··· MATERIAL FOR THE TASK ···
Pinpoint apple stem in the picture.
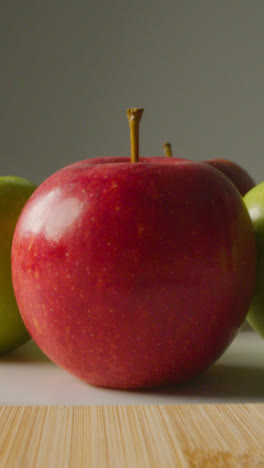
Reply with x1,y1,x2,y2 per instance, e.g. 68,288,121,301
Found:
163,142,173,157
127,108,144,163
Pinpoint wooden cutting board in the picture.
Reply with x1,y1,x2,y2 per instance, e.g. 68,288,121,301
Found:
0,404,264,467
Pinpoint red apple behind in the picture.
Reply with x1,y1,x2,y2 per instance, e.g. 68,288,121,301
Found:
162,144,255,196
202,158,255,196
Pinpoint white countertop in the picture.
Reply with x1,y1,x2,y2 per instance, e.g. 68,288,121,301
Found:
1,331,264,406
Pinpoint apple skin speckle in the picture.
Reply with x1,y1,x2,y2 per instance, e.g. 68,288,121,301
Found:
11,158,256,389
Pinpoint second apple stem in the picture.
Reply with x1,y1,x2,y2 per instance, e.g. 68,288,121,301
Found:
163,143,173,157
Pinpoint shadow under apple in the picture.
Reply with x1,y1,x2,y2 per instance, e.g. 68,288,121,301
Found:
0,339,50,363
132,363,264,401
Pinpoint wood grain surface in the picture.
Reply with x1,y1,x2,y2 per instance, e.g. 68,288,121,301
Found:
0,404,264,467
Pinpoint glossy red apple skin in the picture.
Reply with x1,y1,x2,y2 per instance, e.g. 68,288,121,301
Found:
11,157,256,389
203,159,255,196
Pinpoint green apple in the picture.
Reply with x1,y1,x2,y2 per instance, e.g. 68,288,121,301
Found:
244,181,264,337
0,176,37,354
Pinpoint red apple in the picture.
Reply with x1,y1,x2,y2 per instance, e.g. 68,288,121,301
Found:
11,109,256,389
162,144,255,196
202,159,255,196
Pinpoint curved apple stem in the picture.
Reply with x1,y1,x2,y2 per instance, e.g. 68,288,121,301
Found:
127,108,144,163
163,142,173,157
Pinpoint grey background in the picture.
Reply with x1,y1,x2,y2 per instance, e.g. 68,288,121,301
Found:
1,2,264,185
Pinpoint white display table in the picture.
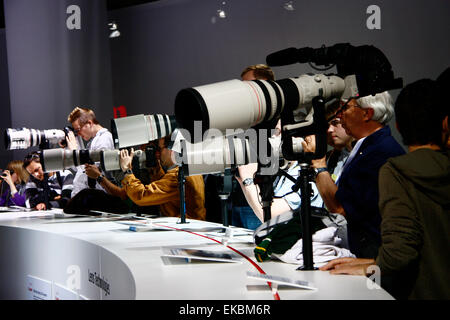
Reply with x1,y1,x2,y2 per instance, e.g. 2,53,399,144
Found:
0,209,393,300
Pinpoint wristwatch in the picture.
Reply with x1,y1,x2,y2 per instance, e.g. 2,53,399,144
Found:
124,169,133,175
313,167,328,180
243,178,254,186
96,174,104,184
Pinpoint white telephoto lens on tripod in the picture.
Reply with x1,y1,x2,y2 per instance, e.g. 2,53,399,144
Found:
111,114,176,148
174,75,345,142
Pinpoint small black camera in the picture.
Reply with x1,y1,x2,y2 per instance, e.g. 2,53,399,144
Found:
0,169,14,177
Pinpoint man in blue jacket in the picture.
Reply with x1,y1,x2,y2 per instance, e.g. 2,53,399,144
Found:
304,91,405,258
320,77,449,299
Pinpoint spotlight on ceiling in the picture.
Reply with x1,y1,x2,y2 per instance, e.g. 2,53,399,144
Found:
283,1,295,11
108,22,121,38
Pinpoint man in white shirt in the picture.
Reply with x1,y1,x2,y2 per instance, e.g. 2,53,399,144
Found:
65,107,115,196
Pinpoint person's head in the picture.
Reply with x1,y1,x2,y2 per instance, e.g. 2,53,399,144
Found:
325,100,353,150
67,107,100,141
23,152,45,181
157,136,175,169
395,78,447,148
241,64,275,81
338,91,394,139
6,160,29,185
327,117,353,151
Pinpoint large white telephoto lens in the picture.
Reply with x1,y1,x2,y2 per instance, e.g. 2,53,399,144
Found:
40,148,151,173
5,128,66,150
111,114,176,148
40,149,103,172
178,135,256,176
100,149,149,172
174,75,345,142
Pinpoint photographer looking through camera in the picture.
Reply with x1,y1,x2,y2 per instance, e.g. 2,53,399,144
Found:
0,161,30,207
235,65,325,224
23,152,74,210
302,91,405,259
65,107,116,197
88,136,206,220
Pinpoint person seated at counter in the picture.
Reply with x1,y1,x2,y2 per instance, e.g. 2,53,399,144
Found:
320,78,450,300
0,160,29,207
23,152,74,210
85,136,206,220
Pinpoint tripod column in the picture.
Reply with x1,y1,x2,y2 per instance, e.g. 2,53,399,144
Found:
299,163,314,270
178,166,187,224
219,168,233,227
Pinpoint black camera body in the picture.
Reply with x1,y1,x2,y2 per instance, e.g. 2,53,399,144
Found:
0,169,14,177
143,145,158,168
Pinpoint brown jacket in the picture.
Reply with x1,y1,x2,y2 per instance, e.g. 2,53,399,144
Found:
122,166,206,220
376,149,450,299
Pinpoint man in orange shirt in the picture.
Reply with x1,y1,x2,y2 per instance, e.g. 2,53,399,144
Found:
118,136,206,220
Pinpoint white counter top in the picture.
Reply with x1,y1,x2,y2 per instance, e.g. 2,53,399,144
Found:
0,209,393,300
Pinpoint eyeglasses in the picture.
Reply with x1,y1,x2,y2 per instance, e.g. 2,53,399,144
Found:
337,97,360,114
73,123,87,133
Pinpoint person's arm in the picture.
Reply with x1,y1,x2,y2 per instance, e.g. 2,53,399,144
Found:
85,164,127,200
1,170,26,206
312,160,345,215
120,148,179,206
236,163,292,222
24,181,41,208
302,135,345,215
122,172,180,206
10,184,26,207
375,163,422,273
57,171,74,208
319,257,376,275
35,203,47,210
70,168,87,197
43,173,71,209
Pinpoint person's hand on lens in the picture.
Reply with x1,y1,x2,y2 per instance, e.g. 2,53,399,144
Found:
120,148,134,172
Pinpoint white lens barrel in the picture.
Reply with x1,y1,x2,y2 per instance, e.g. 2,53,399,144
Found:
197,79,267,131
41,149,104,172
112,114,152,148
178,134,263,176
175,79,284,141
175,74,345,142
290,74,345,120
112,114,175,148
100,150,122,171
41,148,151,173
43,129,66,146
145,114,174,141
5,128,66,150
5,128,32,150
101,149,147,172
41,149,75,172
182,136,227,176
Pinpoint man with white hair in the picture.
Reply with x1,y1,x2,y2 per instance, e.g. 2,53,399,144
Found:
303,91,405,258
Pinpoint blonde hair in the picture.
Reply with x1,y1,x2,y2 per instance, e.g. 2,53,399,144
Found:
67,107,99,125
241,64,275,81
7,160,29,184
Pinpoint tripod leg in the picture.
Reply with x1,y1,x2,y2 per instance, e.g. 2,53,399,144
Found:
···
Ending at the line with "Pinpoint apple skin speckle in the picture.", reproduce exactly the lines that begin at the top of the data, and include no pictures.

**RESPONSE TO THIS EXERCISE:**
Pinpoint apple stem in the picture.
Reply with x1,y1,x2,y2 per instance, e.g. 68,288,121,301
Found:
163,142,173,157
127,108,144,163
Pinpoint wooden cutting board in the picture.
Reply with x1,y1,x2,y2 per instance, e.g. 68,288,121,301
Found:
0,404,264,467
Pinpoint red apple behind in the picture.
Reply with x1,y1,x2,y2 per instance, e.g. 68,288,121,301
Found:
162,144,255,196
202,158,255,196
Pinpoint white countertop in the picture.
Reply with x1,y1,x2,y2 per instance, e.g. 68,288,121,301
Found:
1,331,264,406
Pinpoint apple skin speckle in the picture.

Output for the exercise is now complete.